▸ Brano di partenza:
================
Il dono della profezia

Pubblicato il 29-08-2020

di Anna Maria Del Prete

Prima di parlare della profetessa Culda mi sembra opportuno definire la figura del profeta comune alle tre religioni monoteistiche. Il profeta (nabi in ebraico) parla in nome di Dio. Chiamato e inviato, obbedendo a ciò che gli ha ispirato lo Spirito Santo, osserva il presente prevedendone le conseguenze alla luce della Parola di Dio. Segnala la presenza e la volontà Dio nella storia, riguardo alle circostanze che si trova a vivere.
================
▸ Problema da risolvere:
Prosegui il brano sul dono della profezia, ripartendo subito dopo l'ultima frase riportata.

▸ Dati mostrati:
================
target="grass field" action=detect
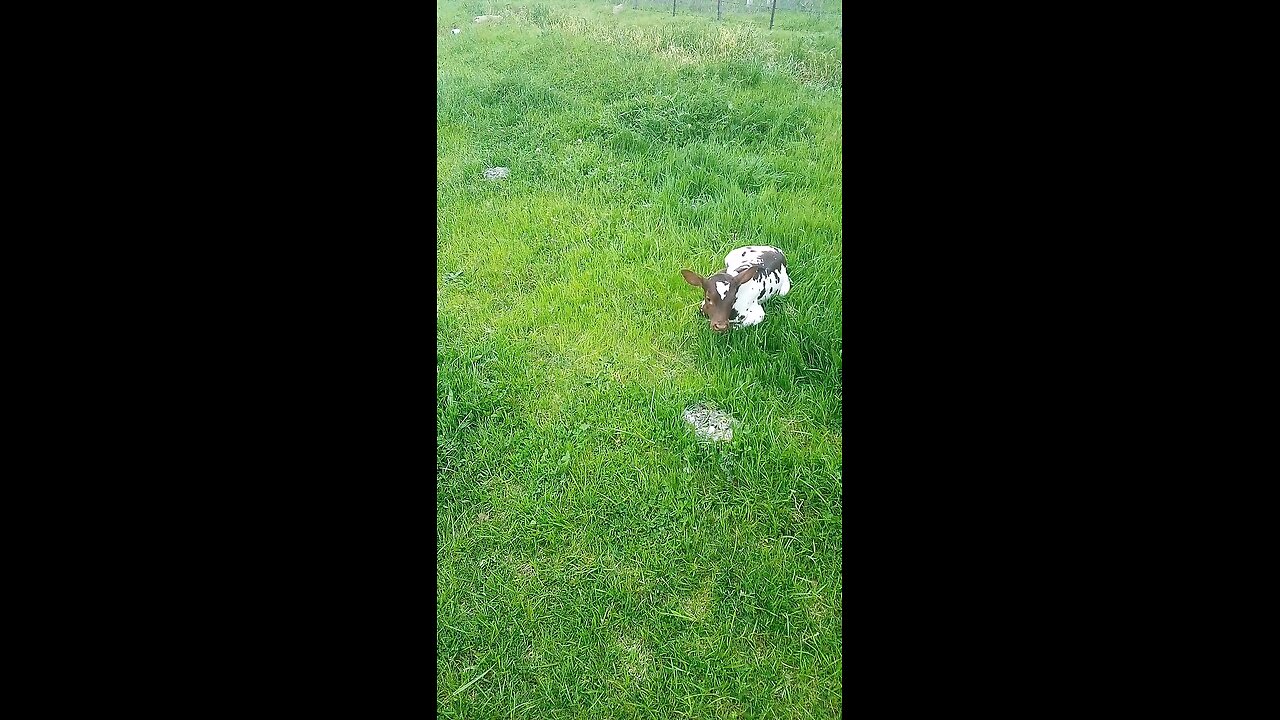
================
▸ Risultato:
Siamo al tempo del re Giosia che succede a Manasse, un re che nei 55 anni di regno aveva fatto «ciò che è male agli occhi del Signore» deviando il cuore del popolo da Dio verso il culto degli idoli. Giosia che divenne re all’età di otto anni, «fece ciò che è retto agli occhi del Signore», impegnandosi nella purificazione di tutto ciò che aveva profanato il culto del vero Dio. Nel diciottesimo anno del suo regno, mentre si procedeva alla ricostruzione del Tempio, fu trovato il Libro della Legge (il Deuteronomio secondo alcuni studiosi). Lo scriba Safan lo lesse davanti al Re che «udite le parole del Libro si stracciò le vesti» venendo a conoscenza della collera del Signore per la grande disobbedienza del popolo che si era allontanato da quanto era stato «scritto per loro». Ordinò ai suoi collaboratori di consultare il Signore alla luce di quell’evento strepitoso.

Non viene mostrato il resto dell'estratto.